# Start of Data for processing

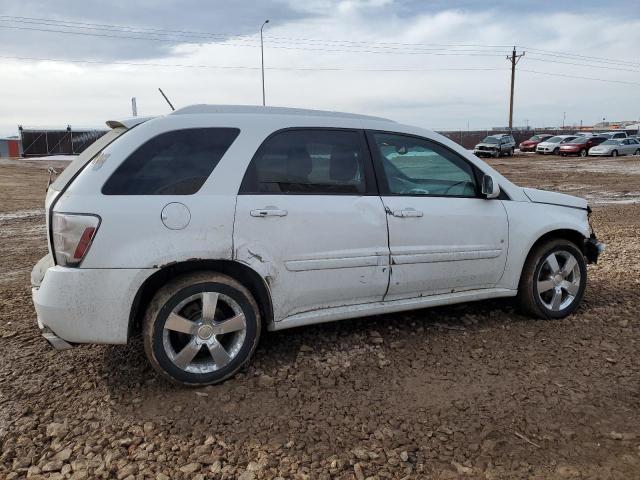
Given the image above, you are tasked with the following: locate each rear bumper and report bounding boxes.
[31,266,155,349]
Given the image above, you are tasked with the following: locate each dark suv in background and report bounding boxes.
[519,133,553,152]
[473,133,516,158]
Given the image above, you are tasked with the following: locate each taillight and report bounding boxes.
[51,212,100,267]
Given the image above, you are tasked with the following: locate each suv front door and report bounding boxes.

# End of Data for processing

(What needs to be done)
Extract every line of the items above that contains the word "locate".

(Written solution)
Given the image above, you are tasked with the following: locate each rear bumper and report bounding boxes.
Given the image above, you are tasked with the following: locate each dark suv in background and report bounding boxes.
Given the image above, you are tasked with the following: locate each taillight and report bounding boxes.
Given the image above, you are tasked with the following: locate each suv front door and report bounding boxes.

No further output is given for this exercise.